Renovations unveiled at Sheriff's Department

May 14, 2003|by GREGORY T. SIMMONS

Police and other officials on Tuesday celebrated the renovation and expansion of the Washington County Sheriff's Department patrol division building, which Sheriff Charles Mades said will meet the county's growing police needs.

Mades told the audience of past sheriffs, current county and state legislators and other regional police officials that Washington County's police needs have grown substantially during the 17 years he's been sheriff.

With the renovations, "Washington County is a better place," Mades said.

There were about 18,000 service calls to his department in 1990, Mades said. By 2002, that number had more than doubled to nearly 41,400 calls.


In that same time period, the Sheriff's Department force has increased from 35 deputies and nine civilians to 60 deputies and 15 civilians, not including eight deputies in training who are expected to join the department in June, Mades said.

Capt. Douglas Mullendore said Tuesday that no officers were displaced during the $1.6 million project that began in September 2000 and ended in January. The work roughly doubled to about 12,700 square feet the area of the patrol building, which was built in 1992.

Mullendore said the size of the training and conference room was increased fourfold, holding cells were improved and the overall operation was made more efficient for officers.

The additions - including shiny hallways and more elbow room - also has boosted officer morale, Mullendore said.

▸ Data:
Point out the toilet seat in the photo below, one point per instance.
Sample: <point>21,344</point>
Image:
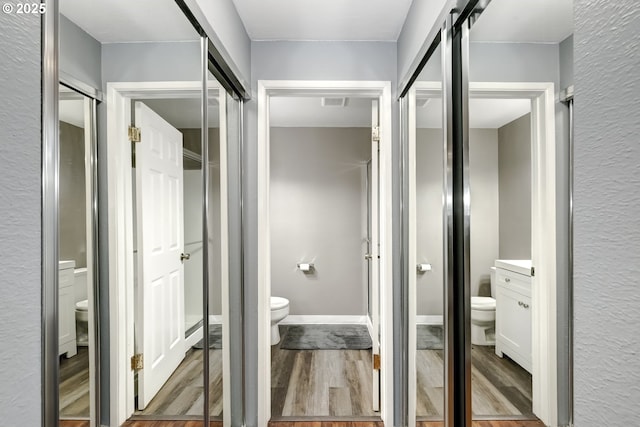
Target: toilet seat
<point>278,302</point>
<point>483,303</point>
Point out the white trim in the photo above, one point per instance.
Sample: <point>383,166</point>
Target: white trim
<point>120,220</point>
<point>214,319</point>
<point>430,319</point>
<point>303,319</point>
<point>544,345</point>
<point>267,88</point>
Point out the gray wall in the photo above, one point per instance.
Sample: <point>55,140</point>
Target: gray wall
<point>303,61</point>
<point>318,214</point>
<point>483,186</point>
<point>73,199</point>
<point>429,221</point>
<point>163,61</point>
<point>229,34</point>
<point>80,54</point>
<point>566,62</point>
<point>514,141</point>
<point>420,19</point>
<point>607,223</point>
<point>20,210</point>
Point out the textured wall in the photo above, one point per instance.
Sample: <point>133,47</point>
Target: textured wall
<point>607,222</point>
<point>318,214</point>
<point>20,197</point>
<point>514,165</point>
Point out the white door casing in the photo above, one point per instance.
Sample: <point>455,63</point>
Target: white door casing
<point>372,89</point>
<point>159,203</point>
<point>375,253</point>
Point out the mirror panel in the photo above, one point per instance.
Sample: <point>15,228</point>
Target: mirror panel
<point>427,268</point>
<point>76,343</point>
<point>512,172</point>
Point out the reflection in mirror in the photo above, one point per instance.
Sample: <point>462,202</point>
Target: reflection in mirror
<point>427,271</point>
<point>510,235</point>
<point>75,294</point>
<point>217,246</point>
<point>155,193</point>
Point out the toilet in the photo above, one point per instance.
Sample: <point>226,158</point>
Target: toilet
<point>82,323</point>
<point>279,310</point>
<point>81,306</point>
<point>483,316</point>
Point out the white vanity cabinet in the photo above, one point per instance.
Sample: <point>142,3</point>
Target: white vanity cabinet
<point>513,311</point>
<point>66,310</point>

--

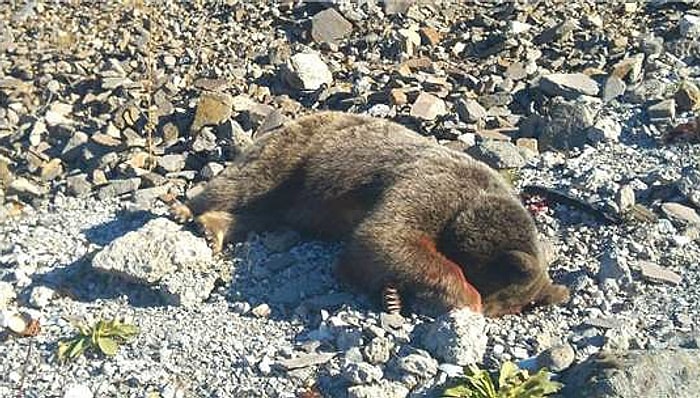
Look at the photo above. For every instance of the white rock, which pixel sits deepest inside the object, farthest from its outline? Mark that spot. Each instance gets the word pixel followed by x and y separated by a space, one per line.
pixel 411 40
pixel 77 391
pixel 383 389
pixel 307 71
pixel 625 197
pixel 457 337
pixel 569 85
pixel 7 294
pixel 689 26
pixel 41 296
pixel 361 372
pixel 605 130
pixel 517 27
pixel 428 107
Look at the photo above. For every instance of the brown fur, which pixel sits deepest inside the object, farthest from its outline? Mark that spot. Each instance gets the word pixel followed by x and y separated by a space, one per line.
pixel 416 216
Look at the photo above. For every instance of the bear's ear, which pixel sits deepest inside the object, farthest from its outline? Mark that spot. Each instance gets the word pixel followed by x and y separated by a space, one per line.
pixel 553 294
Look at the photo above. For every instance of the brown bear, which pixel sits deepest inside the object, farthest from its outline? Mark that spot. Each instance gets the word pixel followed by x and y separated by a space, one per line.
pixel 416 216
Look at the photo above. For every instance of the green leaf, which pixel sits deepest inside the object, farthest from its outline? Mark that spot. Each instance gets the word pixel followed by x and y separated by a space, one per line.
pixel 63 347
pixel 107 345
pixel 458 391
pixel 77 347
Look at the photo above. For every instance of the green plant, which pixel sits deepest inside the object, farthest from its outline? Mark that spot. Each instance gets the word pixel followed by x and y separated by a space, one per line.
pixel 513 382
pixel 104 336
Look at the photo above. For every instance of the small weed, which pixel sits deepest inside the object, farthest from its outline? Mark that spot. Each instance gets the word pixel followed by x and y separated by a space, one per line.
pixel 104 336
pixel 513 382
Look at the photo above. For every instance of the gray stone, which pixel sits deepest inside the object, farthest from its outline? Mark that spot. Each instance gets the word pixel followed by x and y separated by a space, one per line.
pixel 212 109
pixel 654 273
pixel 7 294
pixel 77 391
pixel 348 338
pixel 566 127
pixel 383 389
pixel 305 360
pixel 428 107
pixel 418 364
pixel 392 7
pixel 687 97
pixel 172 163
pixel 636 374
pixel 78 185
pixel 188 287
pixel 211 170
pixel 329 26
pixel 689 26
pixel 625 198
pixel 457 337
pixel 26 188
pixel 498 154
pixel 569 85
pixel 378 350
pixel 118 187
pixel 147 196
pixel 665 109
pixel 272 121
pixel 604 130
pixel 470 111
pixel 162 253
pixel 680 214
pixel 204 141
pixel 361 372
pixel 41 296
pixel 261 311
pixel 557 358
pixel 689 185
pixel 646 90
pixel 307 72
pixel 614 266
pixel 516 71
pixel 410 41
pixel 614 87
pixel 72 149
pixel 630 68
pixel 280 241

==

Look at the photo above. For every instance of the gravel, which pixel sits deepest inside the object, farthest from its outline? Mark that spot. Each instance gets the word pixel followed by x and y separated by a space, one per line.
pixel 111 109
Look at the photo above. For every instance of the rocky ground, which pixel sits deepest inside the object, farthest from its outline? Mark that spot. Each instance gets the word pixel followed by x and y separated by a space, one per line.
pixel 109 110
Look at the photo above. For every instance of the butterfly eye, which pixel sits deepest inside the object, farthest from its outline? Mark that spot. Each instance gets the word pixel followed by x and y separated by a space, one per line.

▸ Activity A: According to the sheriff's department renovation article, how many service calls did the department receive in 2002?
▸ Activity B: Pick up the sheriff's department renovation article after its last sentence and continue it.

▸ Response A: Nearly 41,400

▸ Response B:
"It's like moving into a new house. You're excited - at least for a little while," he said.

Other law enforcement officials said they also were making changes to make room for increasing police needs.

Capt. Rob Turano, who heads the Hagerstown barrack of the Maryland State Police, said the state General Services department is looking into building a new Hagerstown barrack in late 2005.

Hagerstown City Police Chief Arthur Smith said when several officers moved out of the Hagerstown City Police headquarters building on Burhans Boulevard into a downtown substation, that opened up room for internal expansion.

Smith said he believes the Sheriff's Department's renovations will be a benefit as the county's population continues to grow.

"As the county becomes more urban, they're really going to see a huge increase in calls for (police) service," he said.

And while the city is growing, "the county, on the other hand, is going to see explosive growth," he said.